JOBS =>
(a) Answer these questions from the design icons passage, one per line, marked as they are:
(i) What was the Design Council known as in the 1940s?
(ii) Which British aircraft does the passage say was dogged by failures?
(iii) On what date was the Bloodhound SSC project launched?
(b) From the design icons passage, extract word for word the part starting at "Evidently visual appeal" and ending at "the second half.".
(c) Write what comes next in the design icons passage, picking up after its final sentence.

The use of the word when describing products and designs arose from the British Design Council's nominations from the 1940s onward (although in those days it was known as the Council of Industrial Design). Such design icons included the London Underground Railway's map, the London omnibus, and the Concorde aircraft.
What makes a design icon?
Evidently visual appeal had a high ranking in the Design Council's judgement. Difficulty, size and complexity of engineering projects do not necessarily qualify for fame. Projects such as nuclear power stations seem to not be regarded as icons. Some British aircraft, such as the Comet, might have become so, but were dogged by failures.
The vital ingredient seems to be that a project catches people's imagination. Thus, the atomic bomb would be an icon of the first half of the 20th century, and the Apollo Project an icon of the second half.
The latest iconic engineering project was launched on 23 October, 2008. The Bloodhound SSC aims to break the landspeed record and will be the first car to achieve 1000 miles an hour (Engineering Designer, January/February 2009). At the project's launch Lord Drayson, Minister of State for Science and Innovation, described the project's iconic status and purpose as: "a catalyst for the next generation of British engineers."

EXTRACTED RECORDS =>
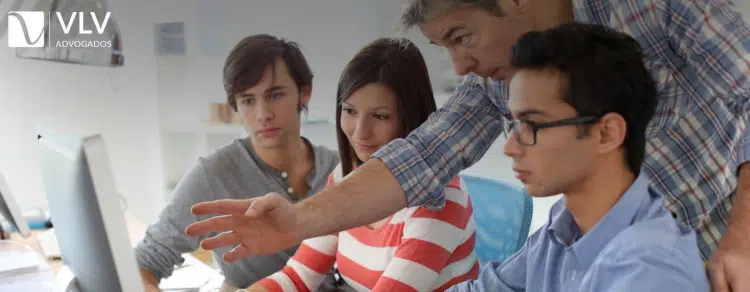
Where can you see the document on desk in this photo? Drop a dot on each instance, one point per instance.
(192, 275)
(39, 280)
(18, 263)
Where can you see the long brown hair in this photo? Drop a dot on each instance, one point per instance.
(397, 63)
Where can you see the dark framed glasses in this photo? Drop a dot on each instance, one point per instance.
(525, 131)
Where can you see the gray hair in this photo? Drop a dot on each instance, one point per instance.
(417, 12)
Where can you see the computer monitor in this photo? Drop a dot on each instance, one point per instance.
(10, 210)
(85, 210)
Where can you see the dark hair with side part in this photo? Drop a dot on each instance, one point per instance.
(253, 55)
(605, 74)
(398, 64)
(417, 12)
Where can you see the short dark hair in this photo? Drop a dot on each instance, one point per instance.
(398, 64)
(605, 74)
(417, 12)
(250, 58)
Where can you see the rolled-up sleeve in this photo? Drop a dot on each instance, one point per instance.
(745, 150)
(165, 241)
(451, 140)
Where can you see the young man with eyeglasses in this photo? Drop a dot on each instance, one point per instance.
(581, 101)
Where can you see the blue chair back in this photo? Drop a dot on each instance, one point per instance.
(502, 213)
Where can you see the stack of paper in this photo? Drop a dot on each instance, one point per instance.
(16, 263)
(192, 275)
(20, 275)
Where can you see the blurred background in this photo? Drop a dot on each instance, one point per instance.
(162, 110)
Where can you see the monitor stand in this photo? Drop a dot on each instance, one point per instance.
(65, 281)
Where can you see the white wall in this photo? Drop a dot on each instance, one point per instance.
(119, 103)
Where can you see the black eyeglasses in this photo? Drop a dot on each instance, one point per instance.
(525, 131)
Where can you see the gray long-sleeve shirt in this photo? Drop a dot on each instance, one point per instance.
(233, 171)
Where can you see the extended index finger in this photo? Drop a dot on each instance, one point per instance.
(215, 224)
(221, 207)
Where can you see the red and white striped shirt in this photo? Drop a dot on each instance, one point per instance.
(415, 250)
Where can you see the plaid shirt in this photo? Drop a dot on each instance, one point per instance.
(699, 53)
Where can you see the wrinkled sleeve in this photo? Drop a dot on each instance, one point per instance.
(714, 40)
(452, 139)
(165, 240)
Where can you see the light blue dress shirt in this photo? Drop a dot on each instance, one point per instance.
(637, 246)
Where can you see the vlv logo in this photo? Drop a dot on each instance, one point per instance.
(26, 29)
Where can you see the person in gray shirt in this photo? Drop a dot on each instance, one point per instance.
(268, 83)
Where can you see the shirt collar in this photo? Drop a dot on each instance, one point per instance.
(270, 170)
(591, 11)
(564, 229)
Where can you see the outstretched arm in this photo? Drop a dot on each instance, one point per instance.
(409, 172)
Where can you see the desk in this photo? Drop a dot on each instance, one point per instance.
(32, 241)
(136, 231)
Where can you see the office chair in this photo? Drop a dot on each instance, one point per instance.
(502, 213)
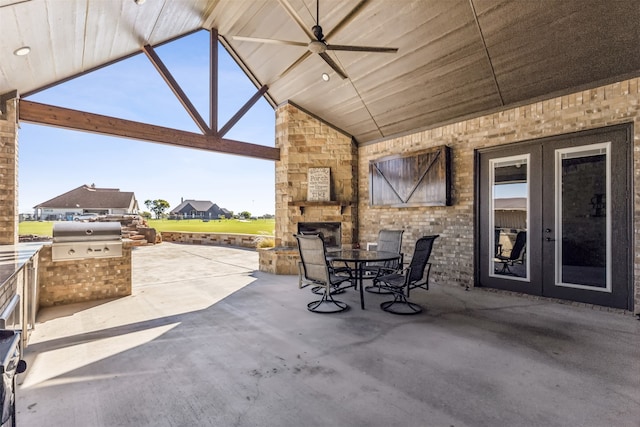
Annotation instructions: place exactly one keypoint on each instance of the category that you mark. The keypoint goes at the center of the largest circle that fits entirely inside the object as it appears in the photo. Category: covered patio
(208, 340)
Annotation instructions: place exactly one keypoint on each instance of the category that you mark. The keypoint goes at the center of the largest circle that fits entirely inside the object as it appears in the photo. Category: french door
(554, 217)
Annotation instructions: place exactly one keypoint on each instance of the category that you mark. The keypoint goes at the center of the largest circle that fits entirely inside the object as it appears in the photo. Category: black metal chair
(316, 270)
(388, 241)
(414, 276)
(516, 256)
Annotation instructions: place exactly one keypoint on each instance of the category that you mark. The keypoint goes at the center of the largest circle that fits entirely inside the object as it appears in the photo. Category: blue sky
(53, 161)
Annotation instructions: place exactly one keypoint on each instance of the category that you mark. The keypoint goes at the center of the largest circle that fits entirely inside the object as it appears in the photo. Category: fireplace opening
(330, 232)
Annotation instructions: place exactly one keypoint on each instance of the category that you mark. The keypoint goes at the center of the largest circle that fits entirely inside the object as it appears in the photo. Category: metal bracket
(4, 98)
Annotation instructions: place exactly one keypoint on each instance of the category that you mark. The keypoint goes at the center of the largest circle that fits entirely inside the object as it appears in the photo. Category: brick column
(307, 142)
(8, 172)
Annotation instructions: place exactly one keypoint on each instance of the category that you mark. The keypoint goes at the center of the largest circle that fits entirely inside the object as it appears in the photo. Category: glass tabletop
(356, 255)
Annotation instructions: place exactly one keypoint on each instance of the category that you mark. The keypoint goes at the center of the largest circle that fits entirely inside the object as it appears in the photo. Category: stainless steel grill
(73, 241)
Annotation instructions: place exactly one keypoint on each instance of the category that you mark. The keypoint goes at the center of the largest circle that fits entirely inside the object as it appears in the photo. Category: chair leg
(327, 304)
(400, 305)
(376, 288)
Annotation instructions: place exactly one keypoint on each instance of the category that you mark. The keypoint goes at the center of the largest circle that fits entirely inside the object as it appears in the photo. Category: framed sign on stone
(319, 187)
(418, 179)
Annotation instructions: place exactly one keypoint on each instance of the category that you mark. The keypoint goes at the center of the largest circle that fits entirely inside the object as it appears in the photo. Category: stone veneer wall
(453, 257)
(306, 142)
(66, 282)
(9, 173)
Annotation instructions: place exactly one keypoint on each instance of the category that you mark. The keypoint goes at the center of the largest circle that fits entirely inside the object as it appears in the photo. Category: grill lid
(86, 231)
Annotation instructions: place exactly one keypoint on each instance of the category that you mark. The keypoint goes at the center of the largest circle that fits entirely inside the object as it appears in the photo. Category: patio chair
(388, 241)
(403, 280)
(515, 257)
(339, 271)
(316, 270)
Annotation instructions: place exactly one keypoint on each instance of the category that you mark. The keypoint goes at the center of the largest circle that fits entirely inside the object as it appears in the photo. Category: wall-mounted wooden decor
(418, 179)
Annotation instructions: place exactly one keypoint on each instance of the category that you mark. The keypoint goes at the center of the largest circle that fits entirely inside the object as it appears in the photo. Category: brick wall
(8, 173)
(453, 255)
(305, 142)
(66, 282)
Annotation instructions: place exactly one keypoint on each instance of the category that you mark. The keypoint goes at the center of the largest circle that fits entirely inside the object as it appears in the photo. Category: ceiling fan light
(22, 51)
(316, 46)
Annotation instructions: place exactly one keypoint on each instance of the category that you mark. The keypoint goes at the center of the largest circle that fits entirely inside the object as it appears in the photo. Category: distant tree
(157, 206)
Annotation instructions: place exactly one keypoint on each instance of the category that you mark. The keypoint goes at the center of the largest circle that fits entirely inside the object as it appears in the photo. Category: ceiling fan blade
(294, 15)
(346, 19)
(332, 64)
(362, 48)
(295, 64)
(270, 41)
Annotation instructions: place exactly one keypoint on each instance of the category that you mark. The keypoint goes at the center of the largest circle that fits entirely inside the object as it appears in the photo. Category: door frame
(627, 128)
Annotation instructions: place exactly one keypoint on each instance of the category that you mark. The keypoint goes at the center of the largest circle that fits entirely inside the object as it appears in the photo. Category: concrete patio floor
(207, 340)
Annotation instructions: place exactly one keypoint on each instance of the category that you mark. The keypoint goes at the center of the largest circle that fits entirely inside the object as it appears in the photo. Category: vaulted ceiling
(456, 58)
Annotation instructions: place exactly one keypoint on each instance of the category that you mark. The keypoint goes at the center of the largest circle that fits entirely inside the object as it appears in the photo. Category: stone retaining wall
(215, 239)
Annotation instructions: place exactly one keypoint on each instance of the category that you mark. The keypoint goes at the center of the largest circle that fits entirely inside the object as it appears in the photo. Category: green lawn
(258, 226)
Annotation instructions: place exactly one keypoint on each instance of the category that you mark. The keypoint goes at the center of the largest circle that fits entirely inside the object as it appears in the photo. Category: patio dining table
(356, 259)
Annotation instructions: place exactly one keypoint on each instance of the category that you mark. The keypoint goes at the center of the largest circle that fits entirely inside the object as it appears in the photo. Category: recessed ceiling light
(24, 50)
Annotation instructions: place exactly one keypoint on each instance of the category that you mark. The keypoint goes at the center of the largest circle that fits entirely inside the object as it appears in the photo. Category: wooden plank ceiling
(456, 58)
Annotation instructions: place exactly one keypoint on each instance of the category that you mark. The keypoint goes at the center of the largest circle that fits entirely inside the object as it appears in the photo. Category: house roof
(197, 205)
(91, 197)
(456, 58)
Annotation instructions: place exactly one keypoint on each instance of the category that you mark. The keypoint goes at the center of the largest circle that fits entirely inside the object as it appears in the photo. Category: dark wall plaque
(418, 179)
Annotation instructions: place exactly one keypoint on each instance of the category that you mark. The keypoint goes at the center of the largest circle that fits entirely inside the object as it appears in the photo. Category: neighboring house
(200, 209)
(87, 199)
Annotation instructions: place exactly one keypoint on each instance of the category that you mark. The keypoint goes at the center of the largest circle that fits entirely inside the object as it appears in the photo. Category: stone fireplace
(305, 143)
(330, 232)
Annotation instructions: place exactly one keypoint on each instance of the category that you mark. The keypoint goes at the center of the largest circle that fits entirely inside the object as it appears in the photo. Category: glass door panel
(509, 207)
(583, 217)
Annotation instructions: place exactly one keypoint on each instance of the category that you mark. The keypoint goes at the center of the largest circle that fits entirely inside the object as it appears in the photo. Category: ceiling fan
(318, 43)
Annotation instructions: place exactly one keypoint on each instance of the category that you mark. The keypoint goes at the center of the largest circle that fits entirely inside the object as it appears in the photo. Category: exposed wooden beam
(51, 115)
(242, 111)
(213, 84)
(177, 90)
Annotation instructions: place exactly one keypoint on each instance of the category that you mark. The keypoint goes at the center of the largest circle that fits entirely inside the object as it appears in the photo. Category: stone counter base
(67, 282)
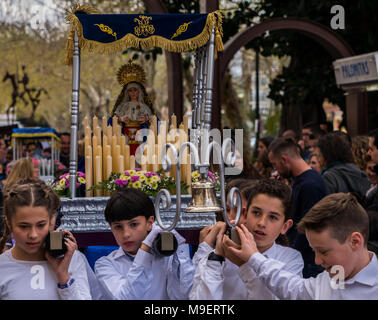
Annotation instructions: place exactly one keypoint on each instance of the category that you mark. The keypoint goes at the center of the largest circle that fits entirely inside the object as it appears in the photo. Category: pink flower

FINAL RESULTS =>
(a)
(i) The Council of Industrial Design
(ii) The Comet
(iii) 23 October, 2008

(b)
Evidently visual appeal had a high ranking in the Design Council's judgement. Difficulty, size and complexity of engineering projects do not necessarily qualify for fame. Projects such as nuclear power stations seem to not be regarded as icons. Some British aircraft, such as the Comet, might have become so, but were dogged by failures.
The vital ingredient seems to be that a project catches people's imagination. Thus, the atomic bomb would be an icon of the first half of the 20th century, and the Apollo Project an icon of the second half.

(c)
The design team is based in Bristol, and they are now showing the world, via the internet and in real time, how a complex engineering product is actually designed and by whom. But the Bloodhound SSC will not be the first iconic design to emerge from Bristol.
One hundred years of aerospace at Bristol
In 1909 the British and Colonial Aeroplane Company was set up in Bristol. It became famous in the 1930s as the Bristol Aeroplane Company, making a twin engined monoplane, the 'Britain First' (or Bristol Type 142), which was faster than the fighter aircraft of the time. A celebration of 100 years of aerospace at Bristol can be found on www.bristolaero.com and the anniversary is being marked in Bristol in several ways.
Within living memory there have been aerospace engineering projects at Bristol which might qualify as 'iconic'. I have been fortunate to have been associated with five of them. Some were a world first, others were commercially successful (sometimes both).
'40s
1940s--A passenger aircraft to fly the Atlantic non-stop
This was just possible with eight of the largest piston engines available, clever streamlining, very light structure, and much new technology, in the Brabazon aircraft.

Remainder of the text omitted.